Every word of every entry must be retyped exactly.
══ MATERIAL TO PROCESS
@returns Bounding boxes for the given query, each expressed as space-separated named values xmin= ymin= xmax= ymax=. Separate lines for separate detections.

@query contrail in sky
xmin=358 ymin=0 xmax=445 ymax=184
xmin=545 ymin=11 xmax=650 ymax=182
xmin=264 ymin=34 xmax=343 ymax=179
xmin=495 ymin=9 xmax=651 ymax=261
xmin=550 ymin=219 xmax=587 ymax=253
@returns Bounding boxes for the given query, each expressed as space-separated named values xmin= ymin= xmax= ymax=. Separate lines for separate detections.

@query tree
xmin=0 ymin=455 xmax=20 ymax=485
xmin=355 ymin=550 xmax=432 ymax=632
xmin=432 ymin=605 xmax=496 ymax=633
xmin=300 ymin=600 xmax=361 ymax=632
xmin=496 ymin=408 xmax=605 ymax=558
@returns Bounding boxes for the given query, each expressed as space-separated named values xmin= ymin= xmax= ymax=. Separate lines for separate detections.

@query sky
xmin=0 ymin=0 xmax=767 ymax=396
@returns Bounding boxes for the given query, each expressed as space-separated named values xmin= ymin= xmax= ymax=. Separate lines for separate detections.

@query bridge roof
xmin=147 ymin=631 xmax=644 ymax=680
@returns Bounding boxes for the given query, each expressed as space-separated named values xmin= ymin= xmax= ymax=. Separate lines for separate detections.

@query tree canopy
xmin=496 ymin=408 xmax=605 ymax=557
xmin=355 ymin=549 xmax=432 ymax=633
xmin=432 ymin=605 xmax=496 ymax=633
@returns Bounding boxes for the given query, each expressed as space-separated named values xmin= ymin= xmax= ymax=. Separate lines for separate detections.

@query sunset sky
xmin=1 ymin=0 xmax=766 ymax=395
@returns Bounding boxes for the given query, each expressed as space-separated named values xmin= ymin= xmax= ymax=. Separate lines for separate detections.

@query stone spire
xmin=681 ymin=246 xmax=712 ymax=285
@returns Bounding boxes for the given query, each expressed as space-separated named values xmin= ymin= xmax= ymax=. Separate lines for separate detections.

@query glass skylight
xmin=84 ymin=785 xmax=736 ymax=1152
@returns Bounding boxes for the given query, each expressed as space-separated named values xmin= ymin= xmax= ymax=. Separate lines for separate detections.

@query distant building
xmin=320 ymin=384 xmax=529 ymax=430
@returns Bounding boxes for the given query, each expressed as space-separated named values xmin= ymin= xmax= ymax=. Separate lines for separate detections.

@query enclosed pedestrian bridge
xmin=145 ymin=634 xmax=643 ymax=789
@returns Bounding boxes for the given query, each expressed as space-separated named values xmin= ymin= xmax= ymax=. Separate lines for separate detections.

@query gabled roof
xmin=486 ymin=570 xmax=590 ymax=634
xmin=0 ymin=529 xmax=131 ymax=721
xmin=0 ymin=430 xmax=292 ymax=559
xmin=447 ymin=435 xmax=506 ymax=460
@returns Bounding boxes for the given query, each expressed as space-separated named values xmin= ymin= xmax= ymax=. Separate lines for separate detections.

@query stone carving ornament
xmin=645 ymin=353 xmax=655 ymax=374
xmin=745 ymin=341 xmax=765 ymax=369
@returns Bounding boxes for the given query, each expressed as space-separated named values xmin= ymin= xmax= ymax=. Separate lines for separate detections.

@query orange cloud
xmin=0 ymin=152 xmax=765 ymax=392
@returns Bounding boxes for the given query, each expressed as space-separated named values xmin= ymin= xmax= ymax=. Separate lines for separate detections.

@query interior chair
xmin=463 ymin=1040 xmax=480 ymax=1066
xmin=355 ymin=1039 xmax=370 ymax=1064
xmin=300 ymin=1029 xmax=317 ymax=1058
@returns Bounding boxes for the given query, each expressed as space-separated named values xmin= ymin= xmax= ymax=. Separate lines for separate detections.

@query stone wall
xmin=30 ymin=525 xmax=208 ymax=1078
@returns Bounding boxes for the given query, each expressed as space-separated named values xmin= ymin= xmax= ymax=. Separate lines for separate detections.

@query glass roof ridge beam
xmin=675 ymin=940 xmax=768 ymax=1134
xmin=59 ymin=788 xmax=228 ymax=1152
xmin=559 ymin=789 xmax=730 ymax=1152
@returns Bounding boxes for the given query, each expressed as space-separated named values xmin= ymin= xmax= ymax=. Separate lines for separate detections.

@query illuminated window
════
- **RESPONSE TO THIS TASK**
@returns Bounding boxes for the given query, each expressed as space-separated named values xmin= ymin= xmax= ymax=. Separate lines for separate detections.

@query contrail in sky
xmin=358 ymin=0 xmax=445 ymax=184
xmin=545 ymin=11 xmax=650 ymax=182
xmin=264 ymin=34 xmax=343 ymax=179
xmin=495 ymin=9 xmax=651 ymax=261
xmin=550 ymin=219 xmax=587 ymax=253
@returns Bounding boxes for the given query, each expressed as space-separated named values xmin= ymin= xmax= ymax=. Separate lines for separate detections.

@query tree
xmin=0 ymin=455 xmax=20 ymax=485
xmin=355 ymin=550 xmax=432 ymax=632
xmin=432 ymin=605 xmax=496 ymax=633
xmin=300 ymin=600 xmax=361 ymax=632
xmin=496 ymin=408 xmax=605 ymax=558
@returns Bounding boxes for the given query, each expressed as space-separated named values xmin= ymin= xmax= ymax=. Separate lines for separate detections.

@query sky
xmin=0 ymin=0 xmax=767 ymax=396
@returns Bounding boxes for the given query, each expressed as space-separated named values xmin= ymin= xmax= ymax=. Separate lines for separate detections.

@query bridge roof
xmin=147 ymin=631 xmax=644 ymax=680
@returns Bounding boxes for the given query, each expressed as space-separated named values xmin= ymin= xmax= ymax=. Separate lines for separate detections.

@query tree canopy
xmin=496 ymin=408 xmax=605 ymax=557
xmin=355 ymin=549 xmax=432 ymax=633
xmin=432 ymin=605 xmax=496 ymax=633
@returns Bounding boxes for the given query, each expressed as space-separated named values xmin= ymin= xmax= ymax=. Separate lines for separate detections.

@query sunset sky
xmin=1 ymin=0 xmax=766 ymax=395
@returns Bounding boxes for the given query, each expressed as space-separated named values xmin= ymin= xmax= ymax=. Separate lines for separate detections.

@query stone spire
xmin=681 ymin=246 xmax=712 ymax=285
@returns Bounding boxes for the given query, each expressed as space-separated named values xmin= ymin= xmax= ymax=. Separate lines for separate detections.

@query glass skylight
xmin=84 ymin=785 xmax=736 ymax=1152
@returns Bounding boxes for the given query, each expressed as space-separated named values xmin= ymin= xmax= ymax=. Separate lines for separate detections.

@query distant building
xmin=320 ymin=384 xmax=529 ymax=430
@returns Bounding boxes for the given query, each expressed as space-separated named values xmin= ymin= xmax= ymax=. Separate lines for separate detections.

@query enclosed pedestrian bridge
xmin=145 ymin=634 xmax=643 ymax=789
@returns Bounding boxes for the given query, each expressed as space-separated named values xmin= ymin= xmax= ymax=. Separate lines for separate detections.

@query gabled roof
xmin=486 ymin=570 xmax=590 ymax=634
xmin=0 ymin=529 xmax=131 ymax=721
xmin=0 ymin=430 xmax=292 ymax=559
xmin=447 ymin=435 xmax=506 ymax=460
@returns Bounding boxes for the given query, each expressed as space-separated named values xmin= ymin= xmax= ymax=. Separate lines for separate detections.

@query stone carving ornament
xmin=645 ymin=353 xmax=655 ymax=374
xmin=745 ymin=341 xmax=765 ymax=369
@returns Bounding boxes for the given query, each expressed as space-separated named values xmin= ymin= xmax= ymax=. Separate lines for separate detections.

@query orange cloud
xmin=0 ymin=152 xmax=765 ymax=392
@returns Bounding boxes for the given query, each expressed as space-separated named values xmin= ymin= xmax= ymax=. Separate lines for separate detections.

@query interior chair
xmin=463 ymin=1040 xmax=480 ymax=1066
xmin=355 ymin=1039 xmax=370 ymax=1064
xmin=300 ymin=1029 xmax=317 ymax=1058
@returns Bounding boxes for the given query, each expressed as space-separated named values xmin= ymin= xmax= ymax=. Separate lines for separate detections.

@query stone wall
xmin=30 ymin=525 xmax=208 ymax=1078
@returns Bounding boxes for the given query, each expressed as space-separated named values xmin= ymin= xmax= ymax=. Separate lines for separate detections.

@query glass roof ridge beam
xmin=675 ymin=940 xmax=768 ymax=1134
xmin=59 ymin=788 xmax=228 ymax=1152
xmin=559 ymin=789 xmax=730 ymax=1152
@returns Bounding boxes for the given query, each expressed as space-separated named values xmin= ymin= xmax= ymax=. Separate lines for separate detections.

@query illuminated window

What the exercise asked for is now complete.